***** DATA EXTRACT

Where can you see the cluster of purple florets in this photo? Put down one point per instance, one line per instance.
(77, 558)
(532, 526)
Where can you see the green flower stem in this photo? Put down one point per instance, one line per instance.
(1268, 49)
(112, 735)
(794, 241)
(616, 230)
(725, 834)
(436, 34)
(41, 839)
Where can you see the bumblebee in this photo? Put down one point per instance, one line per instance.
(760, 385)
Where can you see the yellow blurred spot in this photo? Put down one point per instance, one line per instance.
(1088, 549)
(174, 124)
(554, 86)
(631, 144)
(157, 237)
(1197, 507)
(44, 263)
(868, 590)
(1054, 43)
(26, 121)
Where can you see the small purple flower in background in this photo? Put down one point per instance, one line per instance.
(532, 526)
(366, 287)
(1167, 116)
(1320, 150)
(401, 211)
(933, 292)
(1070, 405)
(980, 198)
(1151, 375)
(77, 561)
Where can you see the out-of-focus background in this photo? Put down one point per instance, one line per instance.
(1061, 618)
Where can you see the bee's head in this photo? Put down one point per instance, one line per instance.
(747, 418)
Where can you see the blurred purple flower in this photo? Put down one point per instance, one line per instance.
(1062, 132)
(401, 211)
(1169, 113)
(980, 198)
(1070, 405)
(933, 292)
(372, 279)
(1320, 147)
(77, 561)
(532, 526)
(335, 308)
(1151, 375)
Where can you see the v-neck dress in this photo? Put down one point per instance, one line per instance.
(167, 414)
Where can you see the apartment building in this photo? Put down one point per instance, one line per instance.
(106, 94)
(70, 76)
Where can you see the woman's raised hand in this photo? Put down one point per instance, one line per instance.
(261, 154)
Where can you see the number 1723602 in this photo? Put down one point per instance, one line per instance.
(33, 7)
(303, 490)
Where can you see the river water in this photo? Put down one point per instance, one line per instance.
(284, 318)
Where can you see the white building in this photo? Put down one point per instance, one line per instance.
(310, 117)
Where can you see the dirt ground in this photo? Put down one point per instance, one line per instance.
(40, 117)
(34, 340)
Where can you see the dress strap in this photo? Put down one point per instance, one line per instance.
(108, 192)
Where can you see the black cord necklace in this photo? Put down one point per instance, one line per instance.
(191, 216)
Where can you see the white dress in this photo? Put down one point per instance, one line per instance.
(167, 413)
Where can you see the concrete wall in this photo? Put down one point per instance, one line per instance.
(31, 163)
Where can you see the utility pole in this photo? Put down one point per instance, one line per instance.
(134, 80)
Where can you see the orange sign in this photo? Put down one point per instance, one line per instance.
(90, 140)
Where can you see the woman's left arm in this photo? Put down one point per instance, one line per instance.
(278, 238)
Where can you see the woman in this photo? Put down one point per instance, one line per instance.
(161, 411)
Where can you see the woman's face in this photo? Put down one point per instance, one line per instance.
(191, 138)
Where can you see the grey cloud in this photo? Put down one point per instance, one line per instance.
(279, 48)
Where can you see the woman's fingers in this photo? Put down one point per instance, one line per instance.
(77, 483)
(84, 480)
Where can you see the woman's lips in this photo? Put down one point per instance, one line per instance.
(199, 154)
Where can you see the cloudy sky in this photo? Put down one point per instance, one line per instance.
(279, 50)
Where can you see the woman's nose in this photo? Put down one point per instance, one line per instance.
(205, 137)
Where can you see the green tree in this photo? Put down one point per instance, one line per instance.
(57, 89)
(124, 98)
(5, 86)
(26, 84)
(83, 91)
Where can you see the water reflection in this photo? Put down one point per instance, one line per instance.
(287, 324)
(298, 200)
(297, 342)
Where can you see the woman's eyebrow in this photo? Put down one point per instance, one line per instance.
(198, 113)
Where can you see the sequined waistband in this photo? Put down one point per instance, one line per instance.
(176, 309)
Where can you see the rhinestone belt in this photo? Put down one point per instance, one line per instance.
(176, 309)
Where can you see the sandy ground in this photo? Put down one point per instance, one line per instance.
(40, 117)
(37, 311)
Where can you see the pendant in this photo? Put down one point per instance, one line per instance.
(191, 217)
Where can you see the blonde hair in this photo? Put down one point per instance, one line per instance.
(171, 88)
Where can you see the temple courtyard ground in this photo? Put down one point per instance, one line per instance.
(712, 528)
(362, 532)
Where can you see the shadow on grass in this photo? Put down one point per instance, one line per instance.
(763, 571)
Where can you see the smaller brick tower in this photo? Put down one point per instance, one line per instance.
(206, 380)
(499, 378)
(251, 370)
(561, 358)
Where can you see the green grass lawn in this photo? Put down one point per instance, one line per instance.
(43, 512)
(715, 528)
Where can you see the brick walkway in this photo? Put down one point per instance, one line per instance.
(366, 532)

**********

# AIM OF THE EXERCISE
From the line containing "Where can you see the green grass" down to the final line of the data, write out every line exactly; both the first and last of these belong in your answer, and nothing else does.

# RESPONSE
Where can you see the green grass lawn in this photo? Put down one point per instance, one line per instance.
(43, 512)
(715, 528)
Where can you see the brick walkway in this photo? Put down one point per instance, one line per instance.
(366, 532)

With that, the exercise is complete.